[TASK GOAL] It would help if you retyped the data exactly, leaving out the pictures.

Stored data entries
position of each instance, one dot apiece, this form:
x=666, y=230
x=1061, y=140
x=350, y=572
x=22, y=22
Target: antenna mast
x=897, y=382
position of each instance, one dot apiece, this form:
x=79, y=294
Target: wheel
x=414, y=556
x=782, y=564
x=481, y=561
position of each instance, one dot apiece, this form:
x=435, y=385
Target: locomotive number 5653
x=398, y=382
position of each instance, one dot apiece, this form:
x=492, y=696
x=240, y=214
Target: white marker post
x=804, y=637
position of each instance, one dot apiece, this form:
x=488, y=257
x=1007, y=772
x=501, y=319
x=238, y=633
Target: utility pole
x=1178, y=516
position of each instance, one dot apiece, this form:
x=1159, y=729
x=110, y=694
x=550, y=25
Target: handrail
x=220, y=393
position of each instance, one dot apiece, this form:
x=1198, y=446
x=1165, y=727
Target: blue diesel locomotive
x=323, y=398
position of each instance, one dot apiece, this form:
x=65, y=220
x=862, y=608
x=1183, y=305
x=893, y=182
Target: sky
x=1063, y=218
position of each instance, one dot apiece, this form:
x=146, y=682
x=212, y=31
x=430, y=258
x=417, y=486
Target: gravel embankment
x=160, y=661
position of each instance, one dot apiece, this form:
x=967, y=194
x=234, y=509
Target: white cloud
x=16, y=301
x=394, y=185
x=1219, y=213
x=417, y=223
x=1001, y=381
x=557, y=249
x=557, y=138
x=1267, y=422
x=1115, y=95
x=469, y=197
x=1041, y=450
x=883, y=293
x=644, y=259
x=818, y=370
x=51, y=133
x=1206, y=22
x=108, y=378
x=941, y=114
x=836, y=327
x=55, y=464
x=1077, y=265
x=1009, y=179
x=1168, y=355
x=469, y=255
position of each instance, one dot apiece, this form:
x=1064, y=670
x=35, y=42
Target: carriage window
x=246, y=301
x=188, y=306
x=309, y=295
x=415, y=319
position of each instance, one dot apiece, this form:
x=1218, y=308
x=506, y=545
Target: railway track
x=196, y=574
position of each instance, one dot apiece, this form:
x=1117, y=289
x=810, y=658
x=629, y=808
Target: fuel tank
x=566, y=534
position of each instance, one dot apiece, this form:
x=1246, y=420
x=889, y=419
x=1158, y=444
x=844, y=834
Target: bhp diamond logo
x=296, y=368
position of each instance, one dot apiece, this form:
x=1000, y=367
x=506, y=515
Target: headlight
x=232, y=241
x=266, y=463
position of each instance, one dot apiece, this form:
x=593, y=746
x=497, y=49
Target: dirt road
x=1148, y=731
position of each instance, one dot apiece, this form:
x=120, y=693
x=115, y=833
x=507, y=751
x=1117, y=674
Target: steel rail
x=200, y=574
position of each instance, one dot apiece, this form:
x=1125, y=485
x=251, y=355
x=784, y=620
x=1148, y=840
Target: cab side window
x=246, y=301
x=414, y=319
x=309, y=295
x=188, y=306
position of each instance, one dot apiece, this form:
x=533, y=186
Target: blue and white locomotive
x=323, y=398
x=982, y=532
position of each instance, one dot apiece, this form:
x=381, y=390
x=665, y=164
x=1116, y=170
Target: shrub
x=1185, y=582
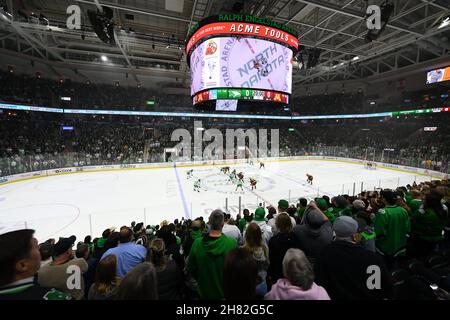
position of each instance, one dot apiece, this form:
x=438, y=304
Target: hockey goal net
x=370, y=165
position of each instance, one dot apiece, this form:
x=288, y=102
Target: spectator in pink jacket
x=298, y=282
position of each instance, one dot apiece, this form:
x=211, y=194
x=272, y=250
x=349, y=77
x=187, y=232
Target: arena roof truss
x=150, y=35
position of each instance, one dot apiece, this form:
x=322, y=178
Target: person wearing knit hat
x=259, y=214
x=232, y=231
x=321, y=204
x=352, y=260
x=283, y=205
x=314, y=233
x=358, y=205
x=345, y=228
x=340, y=208
x=259, y=219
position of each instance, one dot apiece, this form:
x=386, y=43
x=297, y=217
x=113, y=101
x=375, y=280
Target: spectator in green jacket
x=301, y=207
x=340, y=208
x=392, y=224
x=428, y=222
x=414, y=201
x=245, y=220
x=206, y=259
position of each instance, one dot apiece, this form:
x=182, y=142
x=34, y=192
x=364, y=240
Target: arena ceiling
x=150, y=35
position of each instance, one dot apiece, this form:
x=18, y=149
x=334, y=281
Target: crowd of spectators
x=389, y=244
x=37, y=90
x=35, y=141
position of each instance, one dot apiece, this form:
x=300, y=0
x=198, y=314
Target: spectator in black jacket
x=168, y=274
x=172, y=248
x=19, y=262
x=348, y=271
x=279, y=244
x=89, y=275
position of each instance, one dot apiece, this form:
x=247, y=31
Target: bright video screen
x=226, y=105
x=438, y=75
x=234, y=62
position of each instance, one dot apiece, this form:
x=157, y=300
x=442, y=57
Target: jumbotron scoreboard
x=236, y=58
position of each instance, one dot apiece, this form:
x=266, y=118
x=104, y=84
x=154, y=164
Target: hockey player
x=253, y=183
x=309, y=178
x=239, y=185
x=197, y=185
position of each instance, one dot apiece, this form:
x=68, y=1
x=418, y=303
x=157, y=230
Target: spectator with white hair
x=298, y=281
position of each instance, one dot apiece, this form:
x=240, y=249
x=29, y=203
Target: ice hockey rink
x=89, y=202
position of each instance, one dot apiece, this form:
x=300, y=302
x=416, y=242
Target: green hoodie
x=242, y=224
x=300, y=211
x=392, y=224
x=427, y=224
x=206, y=262
x=337, y=212
x=414, y=204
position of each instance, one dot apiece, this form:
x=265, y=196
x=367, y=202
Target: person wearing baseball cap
x=260, y=220
x=342, y=266
x=230, y=230
x=19, y=261
x=283, y=205
x=392, y=225
x=56, y=274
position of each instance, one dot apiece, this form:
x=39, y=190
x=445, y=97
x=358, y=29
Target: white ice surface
x=74, y=203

[TASK RESULT]
position of each instance, one dot apiece, this form:
x=666, y=230
x=1061, y=140
x=350, y=572
x=22, y=22
Target: antenna mast
x=897, y=382
position of each instance, one dot apiece, this form:
x=79, y=294
Target: wheel
x=414, y=556
x=782, y=564
x=481, y=561
position of each instance, one dot apiece, this form:
x=435, y=385
Target: locomotive number 5653
x=398, y=382
position of each instance, one dot apiece, this form:
x=492, y=696
x=240, y=214
Target: white marker post
x=804, y=637
position of each instance, one dot apiece, this form:
x=488, y=257
x=1007, y=772
x=501, y=319
x=238, y=633
Target: utility pole
x=1178, y=516
position of each instance, one dot apiece, this form:
x=1159, y=729
x=110, y=694
x=550, y=25
Target: handrail
x=220, y=393
position of each instance, one dot apiece, this form:
x=1198, y=446
x=1165, y=727
Target: blue diesel locomotive
x=323, y=398
position of each instance, one dot apiece, this form:
x=65, y=220
x=862, y=608
x=1183, y=305
x=893, y=182
Target: sky
x=1063, y=218
position of each instance, one dot apiece, this form:
x=146, y=682
x=212, y=31
x=430, y=258
x=417, y=486
Target: gravel embankment
x=160, y=661
position of each instance, one dot apiece, this form:
x=967, y=194
x=234, y=509
Target: white cloud
x=16, y=301
x=394, y=185
x=1219, y=213
x=417, y=223
x=1001, y=381
x=557, y=249
x=557, y=138
x=1267, y=422
x=1115, y=95
x=469, y=197
x=1041, y=450
x=883, y=293
x=644, y=259
x=818, y=370
x=51, y=133
x=1206, y=22
x=108, y=378
x=941, y=114
x=836, y=327
x=55, y=464
x=1077, y=265
x=1009, y=179
x=1168, y=355
x=469, y=255
position of each instance, one dot apiece, this form:
x=1064, y=670
x=35, y=42
Target: carriage window
x=246, y=301
x=188, y=306
x=309, y=295
x=415, y=319
position of each instance, one dot apiece, this form:
x=1218, y=308
x=506, y=545
Target: railway track
x=196, y=574
position of each instance, one dot apiece, this form:
x=1117, y=289
x=810, y=658
x=629, y=808
Target: fuel tank
x=566, y=534
position of each instance, one dot apiece, this form:
x=1246, y=420
x=889, y=419
x=1158, y=444
x=844, y=834
Target: bhp diamond logo
x=296, y=368
position of each instance, one dot apiece, this form:
x=1000, y=367
x=506, y=515
Target: headlight
x=232, y=241
x=266, y=463
position of each instance, one dot apiece, this form:
x=593, y=746
x=497, y=49
Target: dirt road
x=1148, y=731
position of each instance, one dot apiece, this form:
x=120, y=693
x=115, y=833
x=507, y=751
x=1117, y=674
Target: steel rail
x=200, y=574
position of each instance, one dot apiece, this form:
x=1125, y=485
x=251, y=355
x=784, y=620
x=1148, y=840
Target: cab side window
x=246, y=301
x=414, y=319
x=309, y=295
x=188, y=306
position of each instance, one dot apiece, this form:
x=533, y=186
Target: blue and white locomotive
x=323, y=398
x=982, y=532
position of each instance, one dot apiece, this form:
x=381, y=390
x=665, y=164
x=1116, y=170
Target: shrub
x=1185, y=582
position of each instance, one dot apiece, this form:
x=438, y=304
Target: hockey goal net
x=370, y=165
position of each instance, one dot apiece, this form:
x=288, y=102
Target: spectator in pink jacket
x=298, y=282
position of each instance, one dot apiece, this form:
x=211, y=194
x=272, y=250
x=349, y=77
x=187, y=232
Target: arena roof truss
x=150, y=35
position of each instance, one dot apiece, this form:
x=322, y=178
Target: person wearing knit hat
x=259, y=214
x=232, y=231
x=321, y=204
x=352, y=260
x=283, y=205
x=314, y=233
x=358, y=205
x=345, y=228
x=340, y=208
x=259, y=219
position of each instance, one dot apiece, this form:
x=386, y=43
x=297, y=217
x=113, y=101
x=375, y=280
Target: spectator in green jacket
x=301, y=207
x=340, y=208
x=392, y=224
x=428, y=222
x=414, y=201
x=245, y=220
x=206, y=259
position of each instance, one dot apiece, this form:
x=182, y=142
x=34, y=192
x=364, y=240
Target: arena ceiling
x=150, y=35
position of each instance, one dot apiece, this form:
x=18, y=149
x=334, y=281
Target: crowd of spectators
x=389, y=244
x=37, y=90
x=35, y=141
position of each instance, one dot apiece, this form:
x=300, y=0
x=198, y=314
Target: spectator in black jacket
x=168, y=274
x=172, y=248
x=19, y=262
x=348, y=271
x=279, y=244
x=89, y=275
position of each instance, one dot apiece, this form:
x=247, y=31
Target: bright video screen
x=226, y=105
x=438, y=75
x=234, y=62
position of each instance, one dot apiece, this form:
x=157, y=300
x=442, y=57
Target: jumbotron scoreboard
x=236, y=58
position of each instance, one dot apiece, this form:
x=266, y=118
x=104, y=84
x=154, y=164
Target: hockey player
x=253, y=183
x=309, y=178
x=239, y=185
x=197, y=185
position of each instance, one dot apiece, this form:
x=68, y=1
x=418, y=303
x=157, y=230
Target: spectator with white hair
x=298, y=281
position of each instance, one dot apiece, this form:
x=240, y=249
x=29, y=203
Target: ice hockey rink
x=89, y=202
position of each instance, one dot apiece, this form:
x=300, y=302
x=416, y=242
Target: green hoodie
x=242, y=224
x=300, y=211
x=392, y=224
x=427, y=224
x=206, y=262
x=337, y=212
x=414, y=204
position of each instance, one dot apiece, this form:
x=265, y=196
x=367, y=202
Target: person wearing baseball cap
x=260, y=220
x=342, y=266
x=230, y=230
x=19, y=261
x=283, y=205
x=392, y=225
x=56, y=274
position of each instance, one dot apiece, this form:
x=39, y=190
x=445, y=97
x=358, y=29
Target: white ice surface
x=74, y=203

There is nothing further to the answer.